Dataset items:
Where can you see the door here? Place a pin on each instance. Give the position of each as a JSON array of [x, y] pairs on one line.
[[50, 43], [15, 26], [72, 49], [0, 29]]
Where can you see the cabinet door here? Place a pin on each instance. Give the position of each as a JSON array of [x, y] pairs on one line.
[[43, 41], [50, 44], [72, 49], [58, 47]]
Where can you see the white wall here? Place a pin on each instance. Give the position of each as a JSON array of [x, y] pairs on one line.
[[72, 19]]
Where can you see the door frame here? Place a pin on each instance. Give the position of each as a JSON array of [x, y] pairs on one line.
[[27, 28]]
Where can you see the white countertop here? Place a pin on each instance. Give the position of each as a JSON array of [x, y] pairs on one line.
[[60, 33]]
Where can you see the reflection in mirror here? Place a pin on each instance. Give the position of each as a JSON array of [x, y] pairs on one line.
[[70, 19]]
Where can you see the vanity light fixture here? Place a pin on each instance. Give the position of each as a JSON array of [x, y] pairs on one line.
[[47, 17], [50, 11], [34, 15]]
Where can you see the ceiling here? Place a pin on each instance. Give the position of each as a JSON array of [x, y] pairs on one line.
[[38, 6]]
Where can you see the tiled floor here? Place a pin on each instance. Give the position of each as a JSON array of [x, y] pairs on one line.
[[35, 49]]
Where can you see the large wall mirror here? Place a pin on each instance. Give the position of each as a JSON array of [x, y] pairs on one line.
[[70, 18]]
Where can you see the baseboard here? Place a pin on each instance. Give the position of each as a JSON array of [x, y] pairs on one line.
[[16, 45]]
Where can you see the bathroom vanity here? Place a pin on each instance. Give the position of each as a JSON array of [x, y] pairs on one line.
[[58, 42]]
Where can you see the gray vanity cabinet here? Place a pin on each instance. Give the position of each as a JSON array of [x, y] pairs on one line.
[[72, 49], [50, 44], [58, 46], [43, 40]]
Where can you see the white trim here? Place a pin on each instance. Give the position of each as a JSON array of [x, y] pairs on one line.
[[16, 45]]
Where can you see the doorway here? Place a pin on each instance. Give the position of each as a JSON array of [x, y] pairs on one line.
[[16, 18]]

## AIM:
Render the rows above as a JSON list of strings with one string per line, leaving out blank lines. Include only the stretch from the line containing "Where can you see the reflection" through the line containing "[[47, 17], [50, 11], [34, 15]]".

## EXERCISE OUTPUT:
[
  "Where can you see the reflection in mirror here? Place a pin on each instance. Give the position of each as a JSON array of [x, y] pairs on one line.",
  "[[70, 19]]",
  "Where can you see the vanity light fixture here? Place a pin on each instance. Give the position of each as a JSON array of [x, y] pairs on one line.",
  "[[47, 17], [50, 11], [34, 15]]"
]